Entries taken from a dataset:
# # # #

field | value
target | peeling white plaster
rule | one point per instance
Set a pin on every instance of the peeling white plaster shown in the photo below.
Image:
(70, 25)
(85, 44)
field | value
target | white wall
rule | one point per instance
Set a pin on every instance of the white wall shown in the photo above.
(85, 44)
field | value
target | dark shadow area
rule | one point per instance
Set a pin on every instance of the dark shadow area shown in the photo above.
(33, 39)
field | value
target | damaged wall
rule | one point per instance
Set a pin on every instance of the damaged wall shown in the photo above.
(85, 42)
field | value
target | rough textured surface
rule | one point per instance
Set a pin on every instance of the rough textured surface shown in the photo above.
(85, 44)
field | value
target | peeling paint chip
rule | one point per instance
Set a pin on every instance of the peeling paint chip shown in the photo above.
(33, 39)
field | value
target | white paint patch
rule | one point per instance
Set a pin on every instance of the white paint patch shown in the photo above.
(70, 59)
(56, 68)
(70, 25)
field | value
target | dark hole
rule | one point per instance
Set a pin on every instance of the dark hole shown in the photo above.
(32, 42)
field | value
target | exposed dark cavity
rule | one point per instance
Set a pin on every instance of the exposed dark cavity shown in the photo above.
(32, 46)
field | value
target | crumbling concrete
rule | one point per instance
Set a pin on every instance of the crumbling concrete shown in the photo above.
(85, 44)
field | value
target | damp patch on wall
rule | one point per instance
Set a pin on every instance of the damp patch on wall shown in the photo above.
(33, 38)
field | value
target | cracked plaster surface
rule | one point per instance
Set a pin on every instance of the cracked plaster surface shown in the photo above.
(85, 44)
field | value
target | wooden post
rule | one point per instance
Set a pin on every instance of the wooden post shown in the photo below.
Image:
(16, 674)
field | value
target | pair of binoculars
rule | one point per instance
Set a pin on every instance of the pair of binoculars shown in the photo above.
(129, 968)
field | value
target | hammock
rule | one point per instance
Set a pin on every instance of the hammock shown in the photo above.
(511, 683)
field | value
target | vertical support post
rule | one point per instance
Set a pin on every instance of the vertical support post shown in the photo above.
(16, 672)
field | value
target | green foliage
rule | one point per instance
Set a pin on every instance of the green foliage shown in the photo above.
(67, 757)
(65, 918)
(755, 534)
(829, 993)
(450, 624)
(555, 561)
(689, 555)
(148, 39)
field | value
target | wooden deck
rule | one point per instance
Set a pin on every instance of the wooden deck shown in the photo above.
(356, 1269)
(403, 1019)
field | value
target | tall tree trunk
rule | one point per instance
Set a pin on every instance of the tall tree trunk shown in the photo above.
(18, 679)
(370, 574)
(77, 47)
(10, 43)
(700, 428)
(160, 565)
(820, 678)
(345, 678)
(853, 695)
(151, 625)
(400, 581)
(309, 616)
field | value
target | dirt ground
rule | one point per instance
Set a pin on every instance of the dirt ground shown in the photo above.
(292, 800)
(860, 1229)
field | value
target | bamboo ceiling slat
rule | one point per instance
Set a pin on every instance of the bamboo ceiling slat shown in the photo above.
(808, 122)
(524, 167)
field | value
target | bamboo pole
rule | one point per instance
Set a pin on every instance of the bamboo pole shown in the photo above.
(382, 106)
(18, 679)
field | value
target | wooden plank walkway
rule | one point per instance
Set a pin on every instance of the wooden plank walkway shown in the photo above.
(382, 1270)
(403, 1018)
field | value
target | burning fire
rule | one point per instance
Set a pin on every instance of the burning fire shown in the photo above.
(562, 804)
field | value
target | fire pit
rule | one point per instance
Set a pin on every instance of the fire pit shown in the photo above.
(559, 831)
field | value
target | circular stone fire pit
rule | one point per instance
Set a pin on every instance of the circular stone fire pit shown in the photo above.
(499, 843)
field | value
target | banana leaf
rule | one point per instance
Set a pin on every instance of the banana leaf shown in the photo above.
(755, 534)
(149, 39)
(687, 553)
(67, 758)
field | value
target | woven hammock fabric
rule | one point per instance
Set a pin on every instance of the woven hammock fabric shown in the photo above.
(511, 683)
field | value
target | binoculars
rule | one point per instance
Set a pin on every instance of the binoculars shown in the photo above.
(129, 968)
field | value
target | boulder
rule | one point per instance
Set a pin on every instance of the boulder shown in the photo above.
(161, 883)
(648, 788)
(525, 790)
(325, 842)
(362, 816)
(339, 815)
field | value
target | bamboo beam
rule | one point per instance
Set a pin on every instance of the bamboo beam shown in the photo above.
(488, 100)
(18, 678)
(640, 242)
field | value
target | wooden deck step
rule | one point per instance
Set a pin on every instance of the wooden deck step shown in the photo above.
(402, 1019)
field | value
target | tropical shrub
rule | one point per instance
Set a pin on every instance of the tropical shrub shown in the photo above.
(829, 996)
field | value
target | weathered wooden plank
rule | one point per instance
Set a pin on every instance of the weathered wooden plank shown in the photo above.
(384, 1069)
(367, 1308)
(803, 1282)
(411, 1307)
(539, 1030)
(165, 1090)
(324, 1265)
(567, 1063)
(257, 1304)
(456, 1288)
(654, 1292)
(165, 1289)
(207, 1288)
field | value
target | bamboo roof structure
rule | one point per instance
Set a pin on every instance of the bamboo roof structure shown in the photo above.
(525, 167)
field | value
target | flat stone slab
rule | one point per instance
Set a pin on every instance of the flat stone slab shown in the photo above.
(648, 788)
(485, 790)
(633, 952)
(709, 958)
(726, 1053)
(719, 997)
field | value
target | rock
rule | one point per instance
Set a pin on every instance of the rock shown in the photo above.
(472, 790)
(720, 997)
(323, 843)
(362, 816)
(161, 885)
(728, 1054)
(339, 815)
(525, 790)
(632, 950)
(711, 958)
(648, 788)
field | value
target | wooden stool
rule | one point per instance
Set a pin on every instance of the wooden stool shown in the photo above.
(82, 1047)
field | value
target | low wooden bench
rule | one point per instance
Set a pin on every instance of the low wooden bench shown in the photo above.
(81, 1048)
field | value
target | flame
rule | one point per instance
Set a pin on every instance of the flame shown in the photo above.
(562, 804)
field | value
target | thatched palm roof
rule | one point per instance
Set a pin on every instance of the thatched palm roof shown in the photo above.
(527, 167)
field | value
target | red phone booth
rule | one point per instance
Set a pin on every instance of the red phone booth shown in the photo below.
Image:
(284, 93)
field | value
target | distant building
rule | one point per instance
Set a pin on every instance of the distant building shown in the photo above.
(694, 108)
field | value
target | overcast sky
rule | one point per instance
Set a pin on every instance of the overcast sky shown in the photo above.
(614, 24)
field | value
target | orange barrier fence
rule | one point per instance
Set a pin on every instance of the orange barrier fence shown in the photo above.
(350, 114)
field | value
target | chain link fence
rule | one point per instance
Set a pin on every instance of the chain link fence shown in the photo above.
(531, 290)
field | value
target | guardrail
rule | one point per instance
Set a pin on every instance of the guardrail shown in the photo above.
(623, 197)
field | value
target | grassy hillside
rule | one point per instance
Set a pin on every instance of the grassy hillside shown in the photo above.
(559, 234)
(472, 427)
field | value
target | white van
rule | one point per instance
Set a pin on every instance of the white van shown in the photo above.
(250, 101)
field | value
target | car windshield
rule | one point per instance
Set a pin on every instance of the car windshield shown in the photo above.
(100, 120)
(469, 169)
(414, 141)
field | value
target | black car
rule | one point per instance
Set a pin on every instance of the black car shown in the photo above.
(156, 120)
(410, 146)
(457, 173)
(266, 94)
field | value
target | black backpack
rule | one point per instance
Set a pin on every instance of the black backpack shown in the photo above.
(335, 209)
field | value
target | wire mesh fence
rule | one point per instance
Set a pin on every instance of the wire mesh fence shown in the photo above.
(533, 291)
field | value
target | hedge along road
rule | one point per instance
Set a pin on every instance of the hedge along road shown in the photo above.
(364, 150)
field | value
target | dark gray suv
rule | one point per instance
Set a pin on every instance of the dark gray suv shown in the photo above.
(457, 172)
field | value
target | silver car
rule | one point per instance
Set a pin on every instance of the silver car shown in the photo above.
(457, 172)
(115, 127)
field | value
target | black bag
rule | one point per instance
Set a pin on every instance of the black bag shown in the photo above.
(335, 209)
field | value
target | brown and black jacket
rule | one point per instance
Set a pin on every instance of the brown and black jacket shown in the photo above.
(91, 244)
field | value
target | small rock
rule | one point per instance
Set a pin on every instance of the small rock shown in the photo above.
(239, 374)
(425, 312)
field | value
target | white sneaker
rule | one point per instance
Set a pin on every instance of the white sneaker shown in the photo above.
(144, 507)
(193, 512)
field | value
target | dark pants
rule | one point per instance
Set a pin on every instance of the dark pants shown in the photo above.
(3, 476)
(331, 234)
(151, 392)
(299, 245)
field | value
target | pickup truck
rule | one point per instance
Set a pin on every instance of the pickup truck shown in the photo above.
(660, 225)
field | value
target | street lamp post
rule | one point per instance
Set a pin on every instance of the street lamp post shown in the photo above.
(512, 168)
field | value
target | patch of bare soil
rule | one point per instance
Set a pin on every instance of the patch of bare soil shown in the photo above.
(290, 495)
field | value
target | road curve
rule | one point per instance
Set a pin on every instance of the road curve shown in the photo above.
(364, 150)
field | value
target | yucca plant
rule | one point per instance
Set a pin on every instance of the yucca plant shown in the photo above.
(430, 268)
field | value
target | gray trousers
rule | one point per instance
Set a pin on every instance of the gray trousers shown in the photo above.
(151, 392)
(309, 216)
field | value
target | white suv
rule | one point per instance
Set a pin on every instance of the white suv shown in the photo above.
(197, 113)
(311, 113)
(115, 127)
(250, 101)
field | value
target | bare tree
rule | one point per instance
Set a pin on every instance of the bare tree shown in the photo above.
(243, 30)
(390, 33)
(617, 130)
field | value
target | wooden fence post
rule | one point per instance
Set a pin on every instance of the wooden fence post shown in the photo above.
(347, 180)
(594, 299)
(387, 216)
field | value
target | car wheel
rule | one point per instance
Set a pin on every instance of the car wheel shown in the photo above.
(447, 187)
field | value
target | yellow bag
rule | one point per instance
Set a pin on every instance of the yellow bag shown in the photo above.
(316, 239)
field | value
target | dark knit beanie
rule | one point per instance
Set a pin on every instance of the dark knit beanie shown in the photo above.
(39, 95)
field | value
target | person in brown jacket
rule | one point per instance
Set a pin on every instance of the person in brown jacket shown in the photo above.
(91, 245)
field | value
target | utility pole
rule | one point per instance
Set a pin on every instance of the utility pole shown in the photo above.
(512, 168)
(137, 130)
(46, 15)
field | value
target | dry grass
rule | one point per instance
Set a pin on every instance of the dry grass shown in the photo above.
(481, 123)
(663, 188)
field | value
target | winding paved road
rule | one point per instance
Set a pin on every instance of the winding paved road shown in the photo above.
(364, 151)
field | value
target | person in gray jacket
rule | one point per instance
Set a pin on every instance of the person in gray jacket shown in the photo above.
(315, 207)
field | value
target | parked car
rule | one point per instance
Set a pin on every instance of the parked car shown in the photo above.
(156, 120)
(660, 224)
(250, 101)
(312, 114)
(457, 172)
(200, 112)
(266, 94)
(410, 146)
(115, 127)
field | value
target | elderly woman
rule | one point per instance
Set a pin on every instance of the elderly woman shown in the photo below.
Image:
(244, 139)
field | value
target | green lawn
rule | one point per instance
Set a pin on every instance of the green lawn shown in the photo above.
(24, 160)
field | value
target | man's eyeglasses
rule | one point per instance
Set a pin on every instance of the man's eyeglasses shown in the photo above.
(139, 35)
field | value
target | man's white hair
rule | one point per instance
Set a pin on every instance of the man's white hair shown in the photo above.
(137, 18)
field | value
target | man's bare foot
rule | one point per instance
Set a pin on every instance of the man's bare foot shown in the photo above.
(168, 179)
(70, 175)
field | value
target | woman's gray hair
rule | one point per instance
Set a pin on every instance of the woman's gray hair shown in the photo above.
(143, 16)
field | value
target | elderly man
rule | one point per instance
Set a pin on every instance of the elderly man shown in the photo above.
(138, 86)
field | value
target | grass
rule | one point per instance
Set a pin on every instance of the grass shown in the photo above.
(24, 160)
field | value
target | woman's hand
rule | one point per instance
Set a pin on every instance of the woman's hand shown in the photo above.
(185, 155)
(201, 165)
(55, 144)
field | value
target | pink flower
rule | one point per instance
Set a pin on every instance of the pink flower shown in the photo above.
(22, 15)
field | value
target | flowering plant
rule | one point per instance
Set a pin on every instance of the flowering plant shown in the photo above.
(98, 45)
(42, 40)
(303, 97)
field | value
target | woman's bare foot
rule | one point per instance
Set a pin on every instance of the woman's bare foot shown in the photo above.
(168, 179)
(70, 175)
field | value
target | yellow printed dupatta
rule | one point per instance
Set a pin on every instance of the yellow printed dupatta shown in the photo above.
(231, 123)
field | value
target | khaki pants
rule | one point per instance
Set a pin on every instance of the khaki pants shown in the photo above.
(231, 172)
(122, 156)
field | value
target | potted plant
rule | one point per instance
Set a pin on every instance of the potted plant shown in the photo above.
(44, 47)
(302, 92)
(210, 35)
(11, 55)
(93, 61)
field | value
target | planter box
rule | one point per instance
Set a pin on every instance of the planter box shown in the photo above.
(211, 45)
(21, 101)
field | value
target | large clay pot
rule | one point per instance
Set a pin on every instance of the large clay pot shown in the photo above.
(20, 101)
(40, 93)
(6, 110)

# # # #

Task objective:
Return each line of the items above that contains the string "beam". Case counts.

Answer:
target | bamboo beam
Set a pin on every instance of the bamboo beam shown in the photo above.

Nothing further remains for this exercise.